### Source text
################
A Japanese-born American said Thursday she has filed a lawsuit with a Japanese court claiming that the country’s nationality law, which bans its citizens from also holding a foreign nationality, violates the Constitution.

Yuri Kondo, 75, who currently lives in Fukuoka in southwestern Japan and filed the lawsuit at the Fukuoka District Court, said at a press conference with her legal team that acquiring U.S. citizenship should not have automatically stripped her of her Japanese one.

[Japan-Born American Files Suit Against Japan’s Dual Nationality Ban,  Mainichi, June 2, 2022]

Previous attempts have been slapped down by Japanese courts, as there is a societal consensus that having a Japanese citizenship is a privilege based on being Japanese, and those who consciously reject their Japaneseness are no longer part of the community. More important, by taking an oath of allegiance to a foreign state, that person expatriates herself by rejecting the Emperor who rules over the Land of the Gods. Similarly, under the Tokugawa Shogunate, it was enough for a Japanese to leave Japan to be expatriated, as what person could be trusted to be a loyal member of the community of Japan if they left, rejecting hearth and home? And the penalty for returning was death.
################
### Data provided
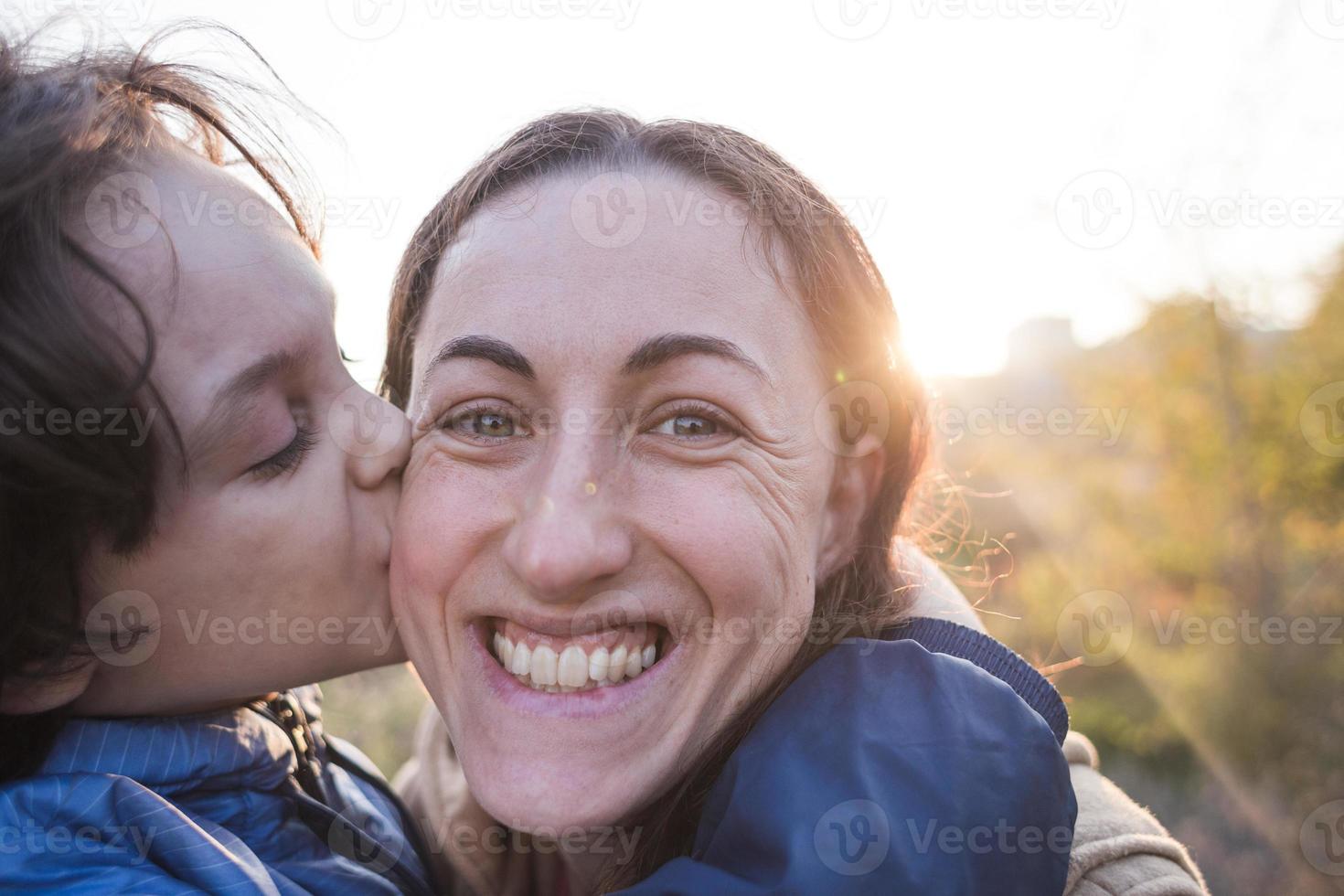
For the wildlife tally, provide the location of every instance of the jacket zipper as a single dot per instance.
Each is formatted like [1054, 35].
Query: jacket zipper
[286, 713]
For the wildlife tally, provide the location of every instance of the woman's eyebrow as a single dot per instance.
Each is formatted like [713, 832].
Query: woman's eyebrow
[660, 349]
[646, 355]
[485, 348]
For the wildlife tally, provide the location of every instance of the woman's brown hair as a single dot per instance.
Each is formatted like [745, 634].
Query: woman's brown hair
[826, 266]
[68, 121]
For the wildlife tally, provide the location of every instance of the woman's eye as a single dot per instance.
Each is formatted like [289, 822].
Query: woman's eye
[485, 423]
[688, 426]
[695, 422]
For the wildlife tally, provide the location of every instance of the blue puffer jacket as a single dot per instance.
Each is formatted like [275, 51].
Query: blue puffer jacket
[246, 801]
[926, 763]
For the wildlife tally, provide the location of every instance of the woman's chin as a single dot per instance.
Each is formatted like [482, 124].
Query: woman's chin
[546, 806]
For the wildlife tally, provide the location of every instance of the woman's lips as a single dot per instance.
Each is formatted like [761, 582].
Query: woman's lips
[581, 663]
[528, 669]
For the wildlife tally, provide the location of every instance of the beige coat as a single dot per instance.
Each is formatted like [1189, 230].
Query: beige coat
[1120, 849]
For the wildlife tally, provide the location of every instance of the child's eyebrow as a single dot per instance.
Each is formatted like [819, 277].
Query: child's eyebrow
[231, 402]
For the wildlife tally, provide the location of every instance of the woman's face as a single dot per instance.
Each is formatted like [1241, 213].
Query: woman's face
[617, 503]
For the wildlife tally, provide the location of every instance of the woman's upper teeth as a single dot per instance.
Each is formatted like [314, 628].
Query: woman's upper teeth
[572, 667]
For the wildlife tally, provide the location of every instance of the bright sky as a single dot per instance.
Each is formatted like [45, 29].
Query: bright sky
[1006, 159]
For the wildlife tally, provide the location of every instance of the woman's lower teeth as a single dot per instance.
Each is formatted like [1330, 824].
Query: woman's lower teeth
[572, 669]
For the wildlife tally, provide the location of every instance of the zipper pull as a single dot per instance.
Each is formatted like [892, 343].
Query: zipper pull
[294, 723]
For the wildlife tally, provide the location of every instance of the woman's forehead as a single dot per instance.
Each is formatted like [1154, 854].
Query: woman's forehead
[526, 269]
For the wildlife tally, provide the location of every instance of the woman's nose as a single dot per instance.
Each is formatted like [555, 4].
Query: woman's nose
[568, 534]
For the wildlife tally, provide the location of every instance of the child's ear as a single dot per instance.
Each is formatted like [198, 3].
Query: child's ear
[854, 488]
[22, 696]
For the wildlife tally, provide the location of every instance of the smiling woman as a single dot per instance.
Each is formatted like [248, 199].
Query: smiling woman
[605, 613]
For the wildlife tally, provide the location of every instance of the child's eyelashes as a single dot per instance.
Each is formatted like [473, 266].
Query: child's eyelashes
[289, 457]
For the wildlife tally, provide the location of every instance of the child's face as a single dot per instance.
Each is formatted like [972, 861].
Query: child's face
################
### Problem details
Please answer these questions from the nationality lawsuit passage:
(a) How old is Yuri Kondo?
(b) At which court did she file her lawsuit?
(c) Under the Tokugawa Shogunate, what was the penalty for returning to Japan?
The items come from a separate source, not from the nationality lawsuit passage.

### Answer to this problem
(a) 75
(b) The Fukuoka District Court
(c) Death